Data Engineer in Atlanta, GA at HUNTER Technical Resources

Date Posted: 2/25/2020

Job Snapshot

Job Description

Primary Responsibilities:
  • Develop and maintain scalable data pipelines, with a focus on writing clean, fault-tolerant code
  • Maintain various data stores and distributed systems, such as Spark, Hive, and Presto
  • Develop entity resolution and linking, utilizing blocking techniques such as attribute clustering and and Q-gram blocking, as well as and string matching algorithms such as TF-IDF and Levenshtein
  • Optimize data structures for efficient querying of those systems
  • Perform data cleansing, such as garbage character cleanup and de-duplication
  • Collaborate with internal and external data sources to ensure integrations are accurate, scalable and maintainable
  • Collaborate with data science team on implementing machine learning algorithms to facilitate audience intelligence and cross-brand personalization initiatives
  • Collaborate with business intelligence/analytics teams on data mart optimizations, query tuning and database designs
  • Execute proof of concepts to assess strategic opportunities and future data extraction and integration capabilities
  • Define data models publish metadata, and best practice querying standards

Required Skills
  • 3+ years data engineering and 5+ years of software development experience
  • Fluency with python and pyspark
  • Fluency in SQL with Hadoop and related technologies (Hive, Presto, Spark)
━━━━━━━━━━━━━━━━
To-do list:
(1) Set down the part of the job posting that begins at the words "Required Skills" and stops after "(Hive, Presto, Spark)".
(2) How many years of software development experience does the job posting require?
The items that come after this job posting are separate material.

Data:
━━━━━━━━━━━━━━━━
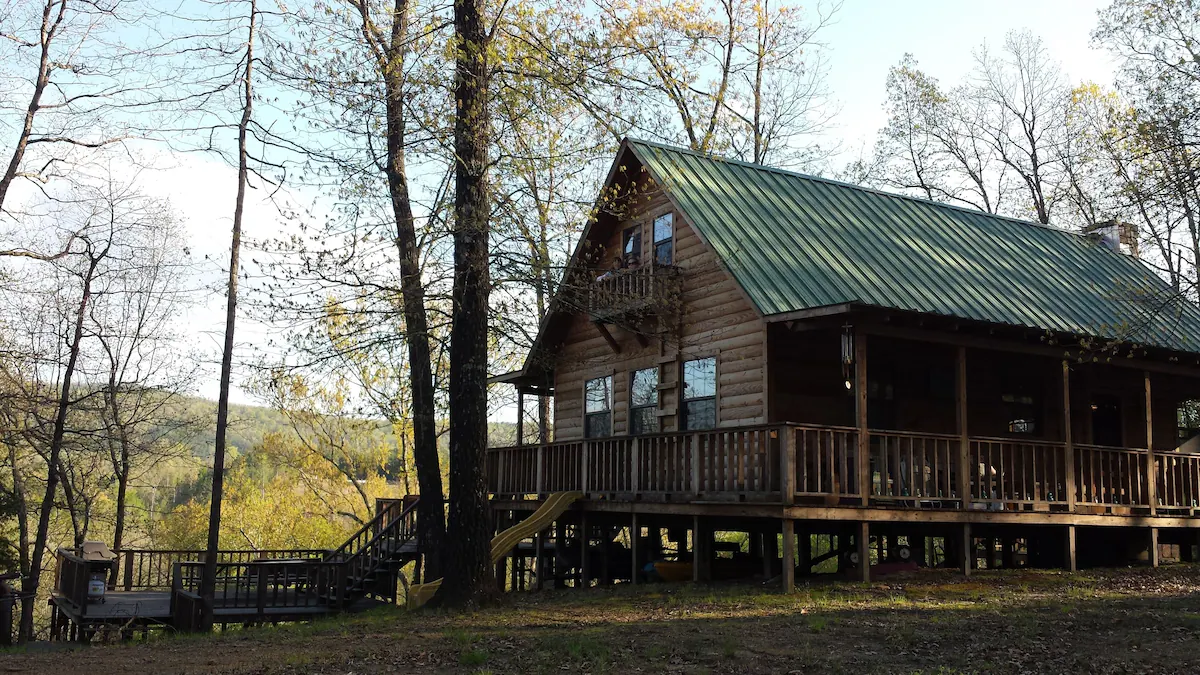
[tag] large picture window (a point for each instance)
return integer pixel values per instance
(664, 239)
(643, 401)
(598, 407)
(700, 394)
━━━━━━━━━━━━━━━━
Solutions:
(1)
Required Skills
  • 3+ years data engineering and 5+ years of software development experience
  • Fluency with python and pyspark
  • Fluency in SQL with Hadoop and related technologies (Hive, Presto, Spark)

(2) 5+ years